### Task a
Output the rows below exactly as they appear, starting with the line that contains "Tag the freezer" and continuing through the end of the rows.

BEGIN Excerpt to read

Are you running else on the machine? When you say resource usage, do
you mean hd space, memory, processor, ???
What are your values in top?
More info...
Cheers
Anton


On 27/08/2007, Bill Moran [EMAIL PROTECTED] wrote:
 In response to Chris Mair [EMAIL PROTECTED]:

   Hi,
  
   Note: I have already vacumm full. It does not solve the problem.

 To jump in here in Chris' defense, regular vacuum is not at all the same
 as vacuum full.  Periodic vacuum is _much_ preferable to an occasional
 vacuum full.

 The output of vacuum verbose would have useful information ... are you
 exceeding your FSM limits?

 Try a reindex on the database.  There may be some obscure corner
 cases where reindex makes a notable improvement in performance.

   I have a postgres 8.1 database. In the last days I have half traffic
   than 4 weeks ago, and resources usage is twice. The resource monitor
   graphs also shows hight peaks (usually there is not peaks)

 Resource monitor graphs?  That statement means nothing to me, therefore
 I don't know if the information they're providing is useful or accurate,
 or even _what_ it is.  What, exactly, are these graphs monitoring?

 You might want to provide your postgresql.conf.

 Have you considered the possibility that the database has simply got more
 records and therefore access takes more IO and CPU?

   The performarce is getting poor with the time.
  
   Im not able to find the problem, seems there is not slow querys ( I have
   log_min_duration_statement = 5000 right now, tomorrow I ll decrease it )
  
   Server is HP, and seems there is not hardware problems detected.

END Excerpt to read

### Task b
Return the PostgreSQL performance thread above in full, word for word.

BEGIN Task data

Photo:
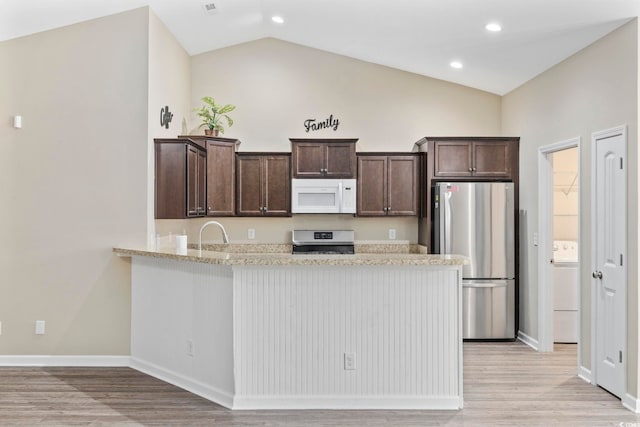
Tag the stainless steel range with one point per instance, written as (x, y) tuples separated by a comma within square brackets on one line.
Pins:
[(335, 242)]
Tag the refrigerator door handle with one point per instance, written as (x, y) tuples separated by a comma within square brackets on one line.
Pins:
[(501, 284)]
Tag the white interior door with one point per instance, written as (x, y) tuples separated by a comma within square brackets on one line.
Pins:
[(609, 275)]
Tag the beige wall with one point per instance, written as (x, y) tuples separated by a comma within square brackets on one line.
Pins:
[(277, 85), (593, 90), (566, 191), (72, 184), (169, 85)]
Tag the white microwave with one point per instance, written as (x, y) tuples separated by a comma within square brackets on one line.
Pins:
[(323, 196)]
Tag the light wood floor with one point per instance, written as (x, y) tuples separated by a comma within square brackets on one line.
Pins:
[(506, 384)]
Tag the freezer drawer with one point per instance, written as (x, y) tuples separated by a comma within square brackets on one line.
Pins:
[(488, 309)]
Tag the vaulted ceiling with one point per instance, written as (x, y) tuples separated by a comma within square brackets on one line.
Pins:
[(420, 36)]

END Task data

### Correct answer a
Tag the freezer drawer with one point per instance, written as (x, y) tuples separated by a comma within square brackets on one line.
Pins:
[(488, 309)]
Tag the vaulted ceiling with one point per instance, written as (x, y) tuples separated by a comma within square brackets on one line.
Pins:
[(420, 36)]

### Correct answer b
Are you running else on the machine? When you say resource usage, do
you mean hd space, memory, processor, ???
What are your values in top?
More info...
Cheers
Anton


On 27/08/2007, Bill Moran [EMAIL PROTECTED] wrote:
 In response to Chris Mair [EMAIL PROTECTED]:

   Hi,
  
   Note: I have already vacumm full. It does not solve the problem.

 To jump in here in Chris' defense, regular vacuum is not at all the same
 as vacuum full.  Periodic vacuum is _much_ preferable to an occasional
 vacuum full.

 The output of vacuum verbose would have useful information ... are you
 exceeding your FSM limits?

 Try a reindex on the database.  There may be some obscure corner
 cases where reindex makes a notable improvement in performance.

   I have a postgres 8.1 database. In the last days I have half traffic
   than 4 weeks ago, and resources usage is twice. The resource monitor
   graphs also shows hight peaks (usually there is not peaks)

 Resource monitor graphs?  That statement means nothing to me, therefore
 I don't know if the information they're providing is useful or accurate,
 or even _what_ it is.  What, exactly, are these graphs monitoring?

 You might want to provide your postgresql.conf.

 Have you considered the possibility that the database has simply got more
 records and therefore access takes more IO and CPU?

   The performarce is getting poor with the time.
  
   Im not able to find the problem, seems there is not slow querys ( I have
   log_min_duration_statement = 5000 right now, tomorrow I ll decrease it )
  
   Server is HP, and seems there is not hardware problems detected.